Point-based annotation data -
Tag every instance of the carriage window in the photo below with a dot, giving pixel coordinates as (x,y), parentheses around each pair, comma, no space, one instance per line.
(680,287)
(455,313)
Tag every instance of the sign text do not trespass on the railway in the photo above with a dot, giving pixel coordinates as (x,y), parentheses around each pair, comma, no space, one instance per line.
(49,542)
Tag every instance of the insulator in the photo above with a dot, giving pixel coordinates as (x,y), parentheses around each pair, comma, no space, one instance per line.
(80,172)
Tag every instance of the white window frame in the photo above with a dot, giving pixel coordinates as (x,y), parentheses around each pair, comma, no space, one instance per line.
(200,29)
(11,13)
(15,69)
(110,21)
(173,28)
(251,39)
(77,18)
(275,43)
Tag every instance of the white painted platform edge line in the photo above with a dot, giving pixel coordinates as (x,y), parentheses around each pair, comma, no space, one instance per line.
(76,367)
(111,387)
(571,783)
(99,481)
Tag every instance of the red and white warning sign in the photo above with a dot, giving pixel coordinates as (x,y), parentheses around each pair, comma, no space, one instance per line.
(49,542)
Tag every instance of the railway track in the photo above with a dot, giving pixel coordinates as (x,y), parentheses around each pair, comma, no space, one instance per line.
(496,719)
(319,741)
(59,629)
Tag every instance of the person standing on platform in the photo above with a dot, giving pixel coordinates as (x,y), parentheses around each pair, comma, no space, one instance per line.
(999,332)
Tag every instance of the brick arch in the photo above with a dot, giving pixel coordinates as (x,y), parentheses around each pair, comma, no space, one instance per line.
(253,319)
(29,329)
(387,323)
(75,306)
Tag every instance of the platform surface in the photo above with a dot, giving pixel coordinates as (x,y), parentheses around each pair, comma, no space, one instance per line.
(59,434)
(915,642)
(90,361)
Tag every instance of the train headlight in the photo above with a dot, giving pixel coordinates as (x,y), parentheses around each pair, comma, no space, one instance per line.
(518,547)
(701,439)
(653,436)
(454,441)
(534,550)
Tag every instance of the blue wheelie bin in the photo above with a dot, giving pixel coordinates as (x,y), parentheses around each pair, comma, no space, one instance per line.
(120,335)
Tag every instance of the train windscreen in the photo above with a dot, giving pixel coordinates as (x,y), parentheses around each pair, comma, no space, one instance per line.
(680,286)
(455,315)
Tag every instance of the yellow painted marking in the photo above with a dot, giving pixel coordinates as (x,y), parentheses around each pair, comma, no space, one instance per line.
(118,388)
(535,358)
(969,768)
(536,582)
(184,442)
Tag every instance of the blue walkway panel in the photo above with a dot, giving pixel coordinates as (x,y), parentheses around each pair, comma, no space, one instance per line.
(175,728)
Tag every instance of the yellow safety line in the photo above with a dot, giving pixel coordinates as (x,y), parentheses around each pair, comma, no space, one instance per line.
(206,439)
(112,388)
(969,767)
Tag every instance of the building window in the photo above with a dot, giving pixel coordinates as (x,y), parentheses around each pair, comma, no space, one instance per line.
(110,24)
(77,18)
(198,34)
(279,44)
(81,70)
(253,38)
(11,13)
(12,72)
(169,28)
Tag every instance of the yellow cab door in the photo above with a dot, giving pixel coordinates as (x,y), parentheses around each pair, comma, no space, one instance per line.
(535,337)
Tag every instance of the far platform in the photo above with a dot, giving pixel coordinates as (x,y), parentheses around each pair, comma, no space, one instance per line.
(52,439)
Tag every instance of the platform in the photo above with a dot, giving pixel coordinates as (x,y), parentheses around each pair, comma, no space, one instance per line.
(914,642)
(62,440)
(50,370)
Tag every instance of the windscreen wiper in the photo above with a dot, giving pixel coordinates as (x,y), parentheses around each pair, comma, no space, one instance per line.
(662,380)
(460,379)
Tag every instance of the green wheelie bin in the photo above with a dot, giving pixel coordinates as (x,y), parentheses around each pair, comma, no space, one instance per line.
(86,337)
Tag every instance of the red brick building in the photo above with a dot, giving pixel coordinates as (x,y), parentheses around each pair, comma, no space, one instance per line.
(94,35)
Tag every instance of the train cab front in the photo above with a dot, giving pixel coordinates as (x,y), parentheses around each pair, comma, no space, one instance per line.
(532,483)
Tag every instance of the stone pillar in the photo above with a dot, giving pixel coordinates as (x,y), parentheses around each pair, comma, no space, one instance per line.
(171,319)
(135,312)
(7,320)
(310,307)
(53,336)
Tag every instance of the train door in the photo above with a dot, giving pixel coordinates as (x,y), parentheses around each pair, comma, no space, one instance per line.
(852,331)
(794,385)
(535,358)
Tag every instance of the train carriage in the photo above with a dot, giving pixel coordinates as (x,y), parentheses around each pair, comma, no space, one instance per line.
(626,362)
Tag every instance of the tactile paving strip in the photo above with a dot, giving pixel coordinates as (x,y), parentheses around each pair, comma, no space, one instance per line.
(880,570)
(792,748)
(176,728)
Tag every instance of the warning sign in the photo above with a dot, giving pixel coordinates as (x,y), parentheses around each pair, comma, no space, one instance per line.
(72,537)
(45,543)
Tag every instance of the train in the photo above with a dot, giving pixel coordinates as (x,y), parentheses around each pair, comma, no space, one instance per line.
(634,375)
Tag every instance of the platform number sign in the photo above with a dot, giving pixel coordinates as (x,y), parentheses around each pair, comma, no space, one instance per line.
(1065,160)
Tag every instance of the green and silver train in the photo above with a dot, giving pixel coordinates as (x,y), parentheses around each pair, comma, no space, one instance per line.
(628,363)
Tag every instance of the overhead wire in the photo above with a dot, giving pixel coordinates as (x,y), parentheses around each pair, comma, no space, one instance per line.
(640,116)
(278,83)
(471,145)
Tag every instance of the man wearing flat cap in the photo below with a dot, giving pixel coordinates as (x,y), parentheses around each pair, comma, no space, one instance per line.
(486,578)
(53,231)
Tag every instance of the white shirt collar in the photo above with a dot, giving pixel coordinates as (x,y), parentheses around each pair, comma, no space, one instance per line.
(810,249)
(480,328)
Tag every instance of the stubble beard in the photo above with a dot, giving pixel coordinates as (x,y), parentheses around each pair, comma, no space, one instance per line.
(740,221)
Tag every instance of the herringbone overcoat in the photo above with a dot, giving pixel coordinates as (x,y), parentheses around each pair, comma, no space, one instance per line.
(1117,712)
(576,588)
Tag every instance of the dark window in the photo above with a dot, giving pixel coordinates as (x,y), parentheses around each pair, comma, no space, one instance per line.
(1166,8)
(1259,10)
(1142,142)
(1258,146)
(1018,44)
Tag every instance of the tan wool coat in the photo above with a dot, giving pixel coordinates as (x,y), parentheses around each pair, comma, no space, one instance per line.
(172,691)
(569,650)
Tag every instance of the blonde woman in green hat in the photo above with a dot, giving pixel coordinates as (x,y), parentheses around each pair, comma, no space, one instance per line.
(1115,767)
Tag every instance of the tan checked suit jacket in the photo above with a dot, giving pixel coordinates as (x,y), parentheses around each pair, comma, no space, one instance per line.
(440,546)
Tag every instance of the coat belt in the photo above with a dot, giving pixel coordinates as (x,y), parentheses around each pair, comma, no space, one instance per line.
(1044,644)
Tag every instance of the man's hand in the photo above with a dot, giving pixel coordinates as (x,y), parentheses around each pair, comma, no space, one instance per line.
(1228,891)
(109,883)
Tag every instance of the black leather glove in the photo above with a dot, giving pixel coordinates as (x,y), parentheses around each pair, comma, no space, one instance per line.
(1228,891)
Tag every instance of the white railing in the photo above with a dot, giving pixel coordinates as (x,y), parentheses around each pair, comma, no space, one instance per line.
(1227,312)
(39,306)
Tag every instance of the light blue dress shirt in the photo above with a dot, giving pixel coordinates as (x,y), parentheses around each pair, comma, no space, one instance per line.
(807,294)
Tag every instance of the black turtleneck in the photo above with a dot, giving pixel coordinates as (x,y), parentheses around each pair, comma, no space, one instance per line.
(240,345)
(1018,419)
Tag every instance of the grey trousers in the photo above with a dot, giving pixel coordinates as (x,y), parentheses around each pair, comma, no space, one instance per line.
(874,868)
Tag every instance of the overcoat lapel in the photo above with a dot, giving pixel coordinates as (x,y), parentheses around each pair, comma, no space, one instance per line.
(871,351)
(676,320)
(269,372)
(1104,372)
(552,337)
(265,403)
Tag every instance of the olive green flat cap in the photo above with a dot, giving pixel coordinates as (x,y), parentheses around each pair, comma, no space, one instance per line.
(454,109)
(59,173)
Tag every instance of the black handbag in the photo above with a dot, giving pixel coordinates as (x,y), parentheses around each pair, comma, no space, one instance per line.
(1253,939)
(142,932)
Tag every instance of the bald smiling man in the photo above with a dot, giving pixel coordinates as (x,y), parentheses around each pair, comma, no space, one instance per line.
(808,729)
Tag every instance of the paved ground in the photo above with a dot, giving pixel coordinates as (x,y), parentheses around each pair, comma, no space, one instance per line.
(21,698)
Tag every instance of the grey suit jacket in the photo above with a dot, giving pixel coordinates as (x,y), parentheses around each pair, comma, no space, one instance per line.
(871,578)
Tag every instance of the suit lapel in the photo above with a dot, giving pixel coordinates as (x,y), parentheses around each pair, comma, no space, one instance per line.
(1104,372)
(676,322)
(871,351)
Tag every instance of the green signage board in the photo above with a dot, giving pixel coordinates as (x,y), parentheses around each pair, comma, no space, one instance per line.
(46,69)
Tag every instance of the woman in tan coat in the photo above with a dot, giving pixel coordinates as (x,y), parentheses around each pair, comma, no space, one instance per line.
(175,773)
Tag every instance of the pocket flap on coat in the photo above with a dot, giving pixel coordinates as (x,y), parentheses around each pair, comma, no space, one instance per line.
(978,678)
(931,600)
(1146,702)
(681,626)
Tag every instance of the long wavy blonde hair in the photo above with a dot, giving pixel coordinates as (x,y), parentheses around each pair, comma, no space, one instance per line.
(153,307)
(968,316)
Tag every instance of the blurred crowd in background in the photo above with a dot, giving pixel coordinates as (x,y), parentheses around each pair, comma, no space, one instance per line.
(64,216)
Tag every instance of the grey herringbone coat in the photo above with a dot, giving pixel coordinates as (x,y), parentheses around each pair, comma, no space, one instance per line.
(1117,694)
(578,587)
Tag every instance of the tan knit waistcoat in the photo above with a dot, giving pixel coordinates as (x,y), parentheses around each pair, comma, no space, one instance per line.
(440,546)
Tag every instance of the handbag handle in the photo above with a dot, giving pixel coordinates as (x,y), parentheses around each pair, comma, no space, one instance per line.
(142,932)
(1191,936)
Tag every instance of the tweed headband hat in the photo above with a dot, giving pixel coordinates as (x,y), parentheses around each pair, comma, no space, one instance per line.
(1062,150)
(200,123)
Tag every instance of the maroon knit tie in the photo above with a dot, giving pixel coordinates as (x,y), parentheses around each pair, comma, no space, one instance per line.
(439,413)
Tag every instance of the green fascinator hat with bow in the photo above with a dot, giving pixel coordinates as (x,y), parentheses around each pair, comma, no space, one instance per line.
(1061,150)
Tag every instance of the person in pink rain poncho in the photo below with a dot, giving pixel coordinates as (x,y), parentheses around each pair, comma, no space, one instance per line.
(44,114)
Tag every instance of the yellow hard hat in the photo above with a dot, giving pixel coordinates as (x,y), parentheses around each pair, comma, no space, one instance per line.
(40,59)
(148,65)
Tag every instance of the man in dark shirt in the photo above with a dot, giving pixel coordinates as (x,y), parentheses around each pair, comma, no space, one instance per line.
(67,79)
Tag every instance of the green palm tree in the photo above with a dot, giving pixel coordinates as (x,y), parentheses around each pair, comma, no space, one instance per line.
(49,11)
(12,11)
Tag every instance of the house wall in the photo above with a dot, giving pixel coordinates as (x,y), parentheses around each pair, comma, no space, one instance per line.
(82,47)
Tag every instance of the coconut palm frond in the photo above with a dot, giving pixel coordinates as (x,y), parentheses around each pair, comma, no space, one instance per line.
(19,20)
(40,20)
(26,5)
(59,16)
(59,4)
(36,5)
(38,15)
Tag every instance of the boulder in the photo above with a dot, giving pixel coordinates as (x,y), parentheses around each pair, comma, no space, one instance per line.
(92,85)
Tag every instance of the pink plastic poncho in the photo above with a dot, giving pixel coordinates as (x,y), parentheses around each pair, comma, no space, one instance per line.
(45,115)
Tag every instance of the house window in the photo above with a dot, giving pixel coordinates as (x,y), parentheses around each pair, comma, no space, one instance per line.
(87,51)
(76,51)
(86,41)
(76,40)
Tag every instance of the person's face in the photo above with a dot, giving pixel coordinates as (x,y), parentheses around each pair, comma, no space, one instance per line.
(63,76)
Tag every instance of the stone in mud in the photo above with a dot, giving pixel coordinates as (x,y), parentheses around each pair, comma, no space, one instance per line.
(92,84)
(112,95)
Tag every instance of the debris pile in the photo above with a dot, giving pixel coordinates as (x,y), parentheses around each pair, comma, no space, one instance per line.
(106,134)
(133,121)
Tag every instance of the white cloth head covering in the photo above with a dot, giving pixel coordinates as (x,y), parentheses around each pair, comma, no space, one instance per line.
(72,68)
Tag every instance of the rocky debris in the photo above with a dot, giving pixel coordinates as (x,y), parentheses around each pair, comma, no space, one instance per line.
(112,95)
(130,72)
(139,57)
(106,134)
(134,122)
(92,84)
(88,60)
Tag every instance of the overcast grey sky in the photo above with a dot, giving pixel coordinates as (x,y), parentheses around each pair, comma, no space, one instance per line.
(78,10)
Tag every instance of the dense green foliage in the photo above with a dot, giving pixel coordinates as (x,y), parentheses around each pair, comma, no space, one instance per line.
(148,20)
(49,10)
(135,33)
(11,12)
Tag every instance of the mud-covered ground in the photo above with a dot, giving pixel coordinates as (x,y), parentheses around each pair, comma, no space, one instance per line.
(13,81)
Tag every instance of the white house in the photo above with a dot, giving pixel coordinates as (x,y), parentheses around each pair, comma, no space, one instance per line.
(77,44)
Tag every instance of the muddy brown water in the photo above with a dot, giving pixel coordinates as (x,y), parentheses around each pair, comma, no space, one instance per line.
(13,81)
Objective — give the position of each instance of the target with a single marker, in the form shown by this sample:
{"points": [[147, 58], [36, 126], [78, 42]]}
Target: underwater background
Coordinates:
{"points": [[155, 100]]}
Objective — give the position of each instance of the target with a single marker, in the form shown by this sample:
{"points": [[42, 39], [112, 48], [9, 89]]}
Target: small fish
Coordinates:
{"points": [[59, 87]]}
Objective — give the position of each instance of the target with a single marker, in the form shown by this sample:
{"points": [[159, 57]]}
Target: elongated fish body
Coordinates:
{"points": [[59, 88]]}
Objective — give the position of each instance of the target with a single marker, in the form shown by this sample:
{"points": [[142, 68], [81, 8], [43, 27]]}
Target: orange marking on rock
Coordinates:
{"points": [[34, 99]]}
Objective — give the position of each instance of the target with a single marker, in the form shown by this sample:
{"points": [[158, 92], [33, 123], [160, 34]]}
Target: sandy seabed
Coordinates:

Task directions -
Write out only what runs from the line holding "Tag every instance of the white house" through the last line of the records, exactly as shown.

Result for this exercise -
Tag every instance of the white house in the photo above with a dot, giving pixel coordinates as (x,y), parentheses around each pair, comma, no space, one instance per line.
(77,44)
Tag every instance of the muddy brown water in the photo above with a dot, giving pixel coordinates as (x,y), parentheses around each pair, comma, no space, one instance per line.
(13,81)
Objective — give the position of each instance of the target with a single marker, in the form shown by this sample:
{"points": [[147, 58], [36, 126], [78, 42]]}
Target: underwater background
Coordinates:
{"points": [[155, 100]]}
Objective — give the position of each instance of the target with a single marker, in the form shown by this sample:
{"points": [[42, 39], [112, 48], [9, 89]]}
Target: small fish
Coordinates:
{"points": [[59, 87]]}
Objective — give the position of each instance of the target with a single marker, in the form shown by this sample:
{"points": [[159, 57]]}
Target: elongated fish body
Coordinates:
{"points": [[59, 88]]}
Objective — give the position of each instance of the target with a single marker, in the form shown by this sample:
{"points": [[142, 68], [81, 8], [43, 27]]}
Target: orange marking on rock
Coordinates:
{"points": [[34, 99]]}
Objective — give the position of each instance of the target with a single marker, in the form shown by this sample:
{"points": [[158, 92], [33, 123], [160, 34]]}
Target: sandy seabed
Coordinates:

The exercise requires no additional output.